• _Text passage_:
An Institute of Medicine report offers best-practice recommendations for developing omics clinical tools.
The march toward individually tailored therapeutic plans for patients with cancer and many other diseases has been hamstrung by a lack of suitably designed analytical tools that make sense of huge collections of genomic, proteomic, and other omics sets of molecular data. That's a key message from “Evolution of Translational Omics”, a report released in March by the Institute of Medicine (IOM) that lays out a roadmap for developing and deploying these molecular tests.
The IOM, the health arm of the National Academy of Sciences, says that it was asked by the National Cancer Institute (NCI) to develop recommendations to clarify and improve the pathway from discovery to use of omics-based tests in a clinical trial, following the recent case of inappropriate gene expression testing in clinical trials at Duke University.
Many of the issues in the Duke case “stemmed from problems that may exist at other institutions,” the report notes. Among potential issues are unclear lines of accountability, lack of consistently strong data management, and failures to analytically, clinically, and biologically validate omics-based tests before launching clinical trials.

• _Study material_:
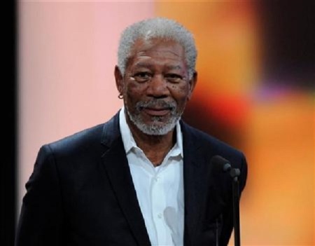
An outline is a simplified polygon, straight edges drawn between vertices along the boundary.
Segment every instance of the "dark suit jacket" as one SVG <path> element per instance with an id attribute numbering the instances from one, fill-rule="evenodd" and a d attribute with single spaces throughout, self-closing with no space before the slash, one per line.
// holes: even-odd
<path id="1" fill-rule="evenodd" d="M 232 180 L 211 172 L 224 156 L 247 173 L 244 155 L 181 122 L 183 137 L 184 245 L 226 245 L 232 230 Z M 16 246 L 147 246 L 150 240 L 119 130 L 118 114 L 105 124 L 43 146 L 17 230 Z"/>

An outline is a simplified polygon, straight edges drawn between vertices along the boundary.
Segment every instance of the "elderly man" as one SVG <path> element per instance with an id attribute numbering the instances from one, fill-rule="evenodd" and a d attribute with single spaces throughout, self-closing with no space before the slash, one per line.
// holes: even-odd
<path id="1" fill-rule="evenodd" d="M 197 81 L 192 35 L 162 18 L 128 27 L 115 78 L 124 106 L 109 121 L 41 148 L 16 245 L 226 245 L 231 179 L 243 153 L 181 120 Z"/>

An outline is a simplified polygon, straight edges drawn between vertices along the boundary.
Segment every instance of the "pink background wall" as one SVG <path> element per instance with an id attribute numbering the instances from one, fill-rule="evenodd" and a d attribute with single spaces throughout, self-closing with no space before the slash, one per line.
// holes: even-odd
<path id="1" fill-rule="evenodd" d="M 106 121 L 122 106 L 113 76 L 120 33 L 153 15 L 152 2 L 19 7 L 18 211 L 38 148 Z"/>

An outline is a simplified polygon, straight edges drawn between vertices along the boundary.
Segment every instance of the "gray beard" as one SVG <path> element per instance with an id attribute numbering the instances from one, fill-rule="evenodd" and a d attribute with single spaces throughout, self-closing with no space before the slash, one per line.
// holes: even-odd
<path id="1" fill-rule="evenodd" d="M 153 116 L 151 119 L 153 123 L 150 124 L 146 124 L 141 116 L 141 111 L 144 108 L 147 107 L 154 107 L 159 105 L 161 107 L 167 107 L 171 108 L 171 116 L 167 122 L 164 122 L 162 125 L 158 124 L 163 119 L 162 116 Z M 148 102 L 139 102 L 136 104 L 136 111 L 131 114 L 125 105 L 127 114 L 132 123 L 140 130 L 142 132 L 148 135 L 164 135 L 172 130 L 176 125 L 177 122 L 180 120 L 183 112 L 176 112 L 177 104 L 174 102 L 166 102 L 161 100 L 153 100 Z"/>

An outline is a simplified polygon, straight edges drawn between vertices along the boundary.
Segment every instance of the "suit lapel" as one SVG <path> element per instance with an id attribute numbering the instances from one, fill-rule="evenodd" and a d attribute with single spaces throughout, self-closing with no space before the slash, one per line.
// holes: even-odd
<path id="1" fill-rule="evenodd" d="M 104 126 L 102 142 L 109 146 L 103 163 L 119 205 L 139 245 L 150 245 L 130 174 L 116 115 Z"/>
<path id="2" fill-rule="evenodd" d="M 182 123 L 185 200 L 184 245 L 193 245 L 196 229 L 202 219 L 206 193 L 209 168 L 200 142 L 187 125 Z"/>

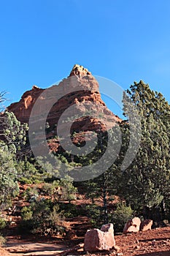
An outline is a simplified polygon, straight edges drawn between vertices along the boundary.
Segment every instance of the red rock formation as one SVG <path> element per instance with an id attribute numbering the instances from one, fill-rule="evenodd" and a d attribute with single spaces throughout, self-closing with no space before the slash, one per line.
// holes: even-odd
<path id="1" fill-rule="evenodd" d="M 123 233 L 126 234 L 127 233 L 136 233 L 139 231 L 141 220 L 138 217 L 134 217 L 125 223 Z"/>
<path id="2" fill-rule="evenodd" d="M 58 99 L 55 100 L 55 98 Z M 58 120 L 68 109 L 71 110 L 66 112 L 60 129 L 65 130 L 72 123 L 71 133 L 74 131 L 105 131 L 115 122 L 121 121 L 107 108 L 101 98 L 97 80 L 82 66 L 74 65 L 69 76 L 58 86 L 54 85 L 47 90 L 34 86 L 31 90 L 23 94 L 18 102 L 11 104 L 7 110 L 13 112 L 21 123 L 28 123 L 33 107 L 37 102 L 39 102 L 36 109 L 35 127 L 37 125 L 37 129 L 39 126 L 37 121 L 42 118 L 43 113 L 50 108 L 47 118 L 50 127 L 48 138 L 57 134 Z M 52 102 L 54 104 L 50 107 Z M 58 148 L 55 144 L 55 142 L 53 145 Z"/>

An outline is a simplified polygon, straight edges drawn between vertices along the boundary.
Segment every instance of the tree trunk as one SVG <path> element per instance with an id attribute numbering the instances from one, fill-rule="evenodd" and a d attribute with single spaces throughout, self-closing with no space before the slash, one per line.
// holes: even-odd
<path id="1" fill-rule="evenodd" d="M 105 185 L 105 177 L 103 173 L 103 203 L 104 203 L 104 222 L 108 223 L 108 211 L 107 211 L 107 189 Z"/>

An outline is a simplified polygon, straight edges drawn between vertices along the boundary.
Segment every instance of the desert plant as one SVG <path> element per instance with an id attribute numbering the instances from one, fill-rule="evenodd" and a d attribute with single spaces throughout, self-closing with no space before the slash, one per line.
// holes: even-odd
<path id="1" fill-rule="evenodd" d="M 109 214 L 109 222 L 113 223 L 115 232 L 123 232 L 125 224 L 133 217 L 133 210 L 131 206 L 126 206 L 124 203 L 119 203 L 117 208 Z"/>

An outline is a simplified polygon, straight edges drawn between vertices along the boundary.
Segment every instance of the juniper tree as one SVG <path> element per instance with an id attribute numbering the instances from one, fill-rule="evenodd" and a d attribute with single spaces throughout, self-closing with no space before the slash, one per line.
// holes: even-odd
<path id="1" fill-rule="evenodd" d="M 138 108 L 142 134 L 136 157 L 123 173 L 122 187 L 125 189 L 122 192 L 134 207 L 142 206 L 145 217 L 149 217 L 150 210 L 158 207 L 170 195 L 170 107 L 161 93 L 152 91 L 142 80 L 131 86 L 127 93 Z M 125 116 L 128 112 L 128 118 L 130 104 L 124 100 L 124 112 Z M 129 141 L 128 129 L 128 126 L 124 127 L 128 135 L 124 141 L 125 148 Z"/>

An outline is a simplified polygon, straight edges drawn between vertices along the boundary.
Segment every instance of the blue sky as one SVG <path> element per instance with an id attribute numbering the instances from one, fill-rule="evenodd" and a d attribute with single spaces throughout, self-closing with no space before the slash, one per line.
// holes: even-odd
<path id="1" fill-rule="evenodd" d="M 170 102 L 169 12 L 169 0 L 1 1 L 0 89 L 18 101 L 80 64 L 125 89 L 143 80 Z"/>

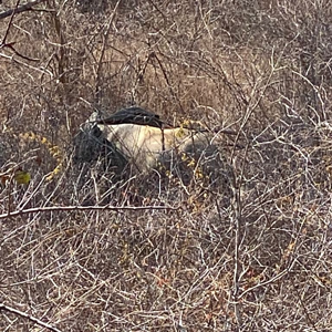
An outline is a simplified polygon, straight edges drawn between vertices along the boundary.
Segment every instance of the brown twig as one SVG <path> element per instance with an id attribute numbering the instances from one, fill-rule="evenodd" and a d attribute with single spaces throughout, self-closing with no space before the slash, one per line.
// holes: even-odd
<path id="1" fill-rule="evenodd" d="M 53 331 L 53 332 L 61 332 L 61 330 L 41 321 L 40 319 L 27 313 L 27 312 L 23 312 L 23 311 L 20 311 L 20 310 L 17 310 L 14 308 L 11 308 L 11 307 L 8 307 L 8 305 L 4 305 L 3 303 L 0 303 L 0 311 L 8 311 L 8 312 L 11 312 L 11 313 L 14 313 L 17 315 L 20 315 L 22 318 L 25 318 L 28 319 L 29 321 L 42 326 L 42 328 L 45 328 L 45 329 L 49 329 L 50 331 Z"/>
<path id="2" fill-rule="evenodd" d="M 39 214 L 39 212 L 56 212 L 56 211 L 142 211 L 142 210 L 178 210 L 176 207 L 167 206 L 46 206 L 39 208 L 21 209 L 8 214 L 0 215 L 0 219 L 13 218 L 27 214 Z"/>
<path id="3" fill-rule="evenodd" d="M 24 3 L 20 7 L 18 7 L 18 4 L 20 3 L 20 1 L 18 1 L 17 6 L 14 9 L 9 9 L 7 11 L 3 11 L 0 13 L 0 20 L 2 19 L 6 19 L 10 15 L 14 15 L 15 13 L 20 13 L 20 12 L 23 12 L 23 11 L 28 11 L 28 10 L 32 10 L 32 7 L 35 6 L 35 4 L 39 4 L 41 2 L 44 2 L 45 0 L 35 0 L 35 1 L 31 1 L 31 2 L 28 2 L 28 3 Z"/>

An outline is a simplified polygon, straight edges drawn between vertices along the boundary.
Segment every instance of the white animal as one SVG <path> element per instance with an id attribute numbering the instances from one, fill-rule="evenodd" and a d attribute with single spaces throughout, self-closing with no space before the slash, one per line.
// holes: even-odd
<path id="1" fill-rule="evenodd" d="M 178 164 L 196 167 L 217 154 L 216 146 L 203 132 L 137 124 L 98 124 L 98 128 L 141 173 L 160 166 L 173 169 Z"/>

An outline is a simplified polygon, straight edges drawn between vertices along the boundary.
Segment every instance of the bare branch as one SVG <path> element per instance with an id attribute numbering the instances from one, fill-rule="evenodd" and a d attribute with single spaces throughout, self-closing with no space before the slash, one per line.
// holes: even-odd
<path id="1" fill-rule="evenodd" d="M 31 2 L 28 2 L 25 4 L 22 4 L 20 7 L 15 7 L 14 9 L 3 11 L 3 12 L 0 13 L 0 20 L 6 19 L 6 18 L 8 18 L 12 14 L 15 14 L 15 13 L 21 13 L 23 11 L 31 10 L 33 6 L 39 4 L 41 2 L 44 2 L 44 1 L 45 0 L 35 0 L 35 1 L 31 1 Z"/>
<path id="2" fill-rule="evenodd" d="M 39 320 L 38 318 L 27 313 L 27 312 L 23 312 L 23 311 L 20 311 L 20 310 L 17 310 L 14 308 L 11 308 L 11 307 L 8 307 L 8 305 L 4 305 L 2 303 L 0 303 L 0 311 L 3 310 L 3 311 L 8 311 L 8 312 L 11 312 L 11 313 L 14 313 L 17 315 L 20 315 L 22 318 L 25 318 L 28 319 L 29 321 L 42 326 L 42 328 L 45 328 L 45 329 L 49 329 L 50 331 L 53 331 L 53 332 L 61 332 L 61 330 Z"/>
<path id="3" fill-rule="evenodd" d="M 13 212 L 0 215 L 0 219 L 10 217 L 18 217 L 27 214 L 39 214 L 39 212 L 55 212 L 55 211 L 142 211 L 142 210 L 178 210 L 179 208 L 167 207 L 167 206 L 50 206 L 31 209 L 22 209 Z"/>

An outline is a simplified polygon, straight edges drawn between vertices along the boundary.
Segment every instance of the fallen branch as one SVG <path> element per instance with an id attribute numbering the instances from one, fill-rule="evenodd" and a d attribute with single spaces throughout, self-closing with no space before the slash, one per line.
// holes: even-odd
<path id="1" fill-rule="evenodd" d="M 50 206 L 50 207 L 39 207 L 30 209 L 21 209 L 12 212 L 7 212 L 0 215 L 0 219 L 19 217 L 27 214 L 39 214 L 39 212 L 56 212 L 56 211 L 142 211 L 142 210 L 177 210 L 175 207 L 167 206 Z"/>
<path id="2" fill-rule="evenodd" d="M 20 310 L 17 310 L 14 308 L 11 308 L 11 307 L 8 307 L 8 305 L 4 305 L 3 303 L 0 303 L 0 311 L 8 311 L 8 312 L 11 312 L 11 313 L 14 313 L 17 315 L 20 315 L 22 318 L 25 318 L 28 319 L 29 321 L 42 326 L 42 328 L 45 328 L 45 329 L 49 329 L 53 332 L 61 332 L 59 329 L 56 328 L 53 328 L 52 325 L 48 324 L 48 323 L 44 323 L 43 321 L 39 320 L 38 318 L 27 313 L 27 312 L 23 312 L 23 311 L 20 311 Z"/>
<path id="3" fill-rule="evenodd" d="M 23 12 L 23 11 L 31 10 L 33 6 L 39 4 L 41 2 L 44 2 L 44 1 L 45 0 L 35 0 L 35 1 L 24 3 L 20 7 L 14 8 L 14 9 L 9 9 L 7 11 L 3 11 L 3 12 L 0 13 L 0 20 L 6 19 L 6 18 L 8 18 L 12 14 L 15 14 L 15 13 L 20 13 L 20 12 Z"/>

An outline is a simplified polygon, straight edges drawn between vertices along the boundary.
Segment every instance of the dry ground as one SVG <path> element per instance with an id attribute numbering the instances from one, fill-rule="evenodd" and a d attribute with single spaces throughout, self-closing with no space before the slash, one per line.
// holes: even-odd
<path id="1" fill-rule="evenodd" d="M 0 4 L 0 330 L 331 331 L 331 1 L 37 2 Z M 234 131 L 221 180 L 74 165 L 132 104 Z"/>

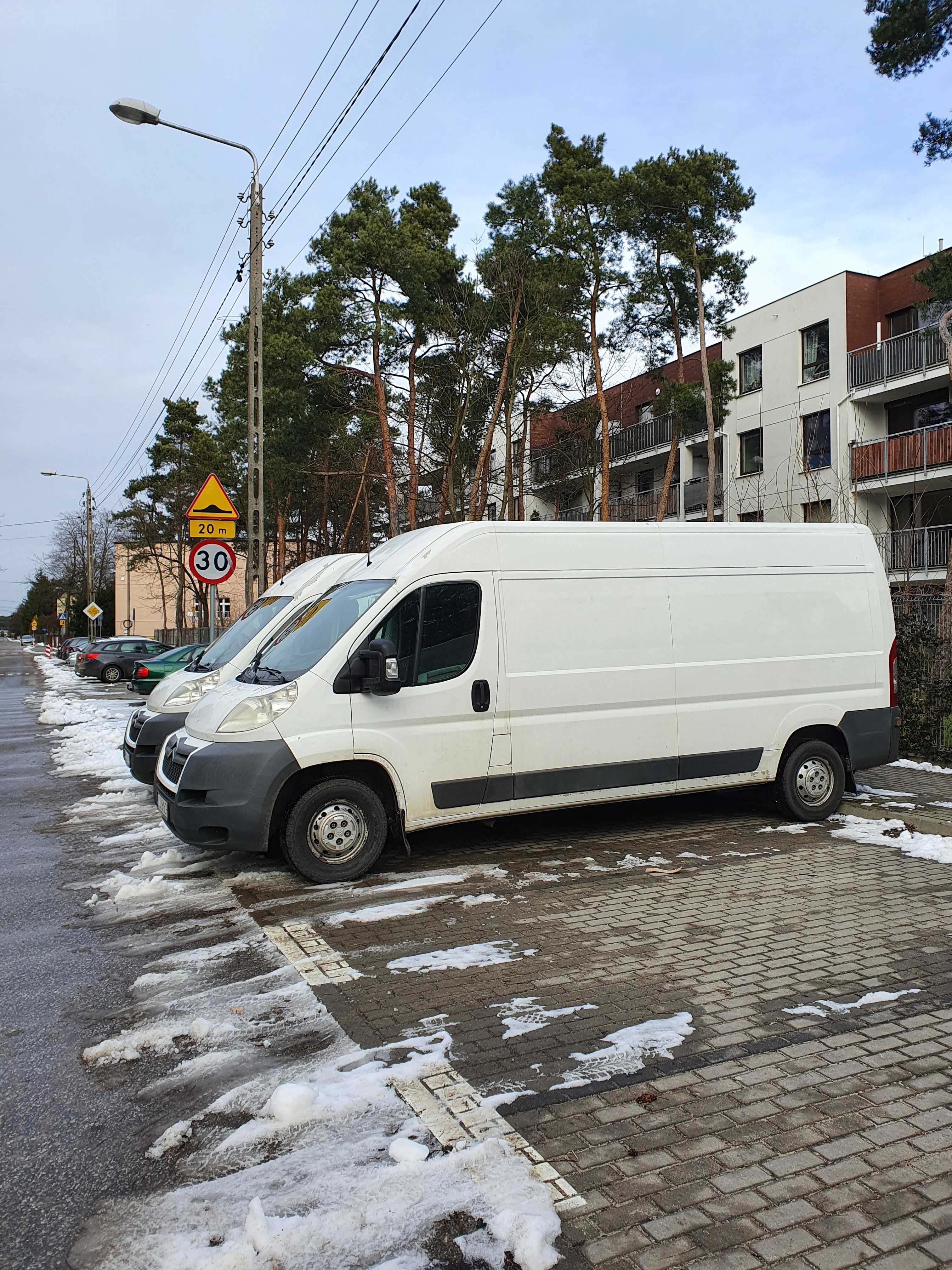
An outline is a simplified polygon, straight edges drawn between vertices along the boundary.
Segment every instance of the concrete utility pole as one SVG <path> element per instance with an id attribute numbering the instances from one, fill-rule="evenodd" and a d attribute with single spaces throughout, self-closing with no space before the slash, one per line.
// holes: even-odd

• _Requirement 1_: For each statement, answer yes or no on whether it agrees with the article on translational omics, and quote the deciding words: (a) The IOM report came out in March. (b) The Duke University case involved inappropriate protein testing. (c) The National Cancer Institute asked the IOM to develop recommendations.
• _Requirement 2_: According to the article on translational omics, what organization is the IOM the health arm of?
• _Requirement 3_: Please carry on the article on translational omics from its last sentence.
The listing above is separate from the article on translational omics.

• _Response box 1_:
(a) Yes: "a report released in March by the Institute of Medicine (IOM)"
(b) No: "inappropriate gene expression testing in clinical trials at Duke University"
(c) Yes: "it was asked by the National Cancer Institute (NCI) to develop recommendations"

• _Response box 2_: The National Academy of Sciences.

• _Response box 3_:
Measures against Mistakes
Keith Baggerly, PhD, and Kevin Coombes, PhD, biostatisticians at The MD Anderson Cancer Center in Houston, struggled for years to bring to light the problems with Duke's data.
“The Duke case is undoubtedly an aberration,” Baggerly says now. “The thing that has us worried is, simple mistakes are common.”
When it comes to developing a statistically sound omics algorithm and making it into a clinical test, simple mistakes can add up to major problems, the report emphasizes.
Many of the difficulties arise from the sheer complexity of molecular tests. Among other causes, errors can arise from a lack of understanding of proper statistical methods. “Because omics-based tests rely on interpretation of high-dimensional datasets, it is important to guard against overfitting the data throughout the test development process,” the report emphasizes. “Overfitting due to lack of proper statistical methods can lead to a model that fits the training samples well, even though the model might perform poorly on independent samples not used in test development.”
Once a test algorithm is ready, it's supposed to be “locked down” and tested on a validation set, a totally new group of samples. Sometimes researchers don't follow this lockdown requirement, thus tainting subsequent analyses.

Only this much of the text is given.